- **DOCUMENT**

Once all of these connections are setup, and your open weather map api key is properly activated, the DAG should run end-to-end! Your buckets in S3/GCS, and bigquery dataset/table need to be created for the dag to work.

VIII. Setting up this build on EC2 Server with Docker Traefik, Route 53, and Elastic IP (Server-side)

In this section, which marks the beginning of Part 2 of our YouTube video walkthrough, we'll focus on setting up an Airflow Docker server on AWS EC2. Cost considerations are essential, so let's dive into that. For this setup, you'll need at least a t2.large EC2 instance, though a t2.xlarge (or bigger) is recommended for production-grade environments. The hourly rate for these instances starts at approximately $0.07/hour. AWS does offer cloud credits, but once they're depleted, you'll need to budget for ongoing operational costs. Make sure that your cloud billing account is prepared for these expenses to ensure that the cost of running this build server-side is justified. If you're pursuing this activity solely for learning purposes, it's crucial to shut down your EC2 instance once you've completed the activity to avoid incurring additional charges. For detailed information on AWS EC2 costs, see their documentation.

- **WRITTEN INSTRUCTION**
Output the part of the Airflow setup text from "Once all of" up to and including "Elastic IP (Server-side)", word for word.

- **ENTRIES SHOWN**
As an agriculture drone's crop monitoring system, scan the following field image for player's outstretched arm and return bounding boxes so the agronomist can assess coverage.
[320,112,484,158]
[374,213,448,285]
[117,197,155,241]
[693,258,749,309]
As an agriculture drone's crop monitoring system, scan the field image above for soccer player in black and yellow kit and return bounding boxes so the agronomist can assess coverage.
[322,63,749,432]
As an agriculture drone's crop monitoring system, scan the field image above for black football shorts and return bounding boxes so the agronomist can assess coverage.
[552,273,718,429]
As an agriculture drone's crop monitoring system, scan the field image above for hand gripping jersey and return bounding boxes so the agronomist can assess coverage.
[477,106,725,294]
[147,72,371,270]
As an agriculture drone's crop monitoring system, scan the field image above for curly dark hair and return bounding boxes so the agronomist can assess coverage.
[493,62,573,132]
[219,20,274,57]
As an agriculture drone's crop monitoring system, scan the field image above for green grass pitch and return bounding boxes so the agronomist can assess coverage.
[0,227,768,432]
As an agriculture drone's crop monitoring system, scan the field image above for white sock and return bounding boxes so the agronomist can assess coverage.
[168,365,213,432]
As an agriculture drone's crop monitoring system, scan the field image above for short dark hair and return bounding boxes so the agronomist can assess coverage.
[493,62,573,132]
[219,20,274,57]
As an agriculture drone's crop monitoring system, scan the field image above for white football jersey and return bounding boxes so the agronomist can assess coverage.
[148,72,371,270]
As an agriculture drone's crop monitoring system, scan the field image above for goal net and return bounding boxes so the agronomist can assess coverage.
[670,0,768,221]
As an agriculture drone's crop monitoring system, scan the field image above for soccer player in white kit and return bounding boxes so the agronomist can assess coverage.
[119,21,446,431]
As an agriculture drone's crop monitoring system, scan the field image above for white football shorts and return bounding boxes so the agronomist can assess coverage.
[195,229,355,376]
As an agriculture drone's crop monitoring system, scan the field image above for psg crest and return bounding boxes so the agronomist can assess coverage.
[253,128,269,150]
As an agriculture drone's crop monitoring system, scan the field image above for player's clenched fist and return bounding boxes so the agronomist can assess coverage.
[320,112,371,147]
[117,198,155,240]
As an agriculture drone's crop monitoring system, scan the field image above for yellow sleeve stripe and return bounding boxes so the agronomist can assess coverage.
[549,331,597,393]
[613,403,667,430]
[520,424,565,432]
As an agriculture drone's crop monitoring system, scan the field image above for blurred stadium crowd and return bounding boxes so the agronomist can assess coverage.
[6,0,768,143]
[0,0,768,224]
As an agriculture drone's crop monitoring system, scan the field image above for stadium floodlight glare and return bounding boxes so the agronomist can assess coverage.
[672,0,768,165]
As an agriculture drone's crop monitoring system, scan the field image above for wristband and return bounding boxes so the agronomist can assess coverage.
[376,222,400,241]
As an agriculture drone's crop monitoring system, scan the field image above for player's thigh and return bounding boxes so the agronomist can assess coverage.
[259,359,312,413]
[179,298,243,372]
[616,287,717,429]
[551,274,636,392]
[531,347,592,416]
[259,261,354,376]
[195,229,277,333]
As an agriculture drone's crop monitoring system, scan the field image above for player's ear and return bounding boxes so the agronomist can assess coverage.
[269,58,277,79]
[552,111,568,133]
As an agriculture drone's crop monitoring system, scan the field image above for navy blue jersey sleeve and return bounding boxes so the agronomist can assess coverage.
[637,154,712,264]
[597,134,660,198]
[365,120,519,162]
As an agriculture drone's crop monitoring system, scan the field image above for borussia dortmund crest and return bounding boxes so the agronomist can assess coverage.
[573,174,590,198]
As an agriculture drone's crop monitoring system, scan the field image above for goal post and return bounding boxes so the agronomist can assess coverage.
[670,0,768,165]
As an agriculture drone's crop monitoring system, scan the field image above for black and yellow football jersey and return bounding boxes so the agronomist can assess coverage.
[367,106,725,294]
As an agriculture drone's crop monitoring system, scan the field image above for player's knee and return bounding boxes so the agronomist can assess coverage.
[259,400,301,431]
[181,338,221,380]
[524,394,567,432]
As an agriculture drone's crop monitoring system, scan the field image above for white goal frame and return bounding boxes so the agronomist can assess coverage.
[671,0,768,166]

- **EXERCISE RESPONSE**
Once all of these connections are setup, and your open weather map api key is properly activated, the DAG should run end-to-end! Your buckets in S3/GCS, and bigquery dataset/table need to be created for the dag to work.

VIII. Setting up this build on EC2 Server with Docker Traefik, Route 53, and Elastic IP (Server-side)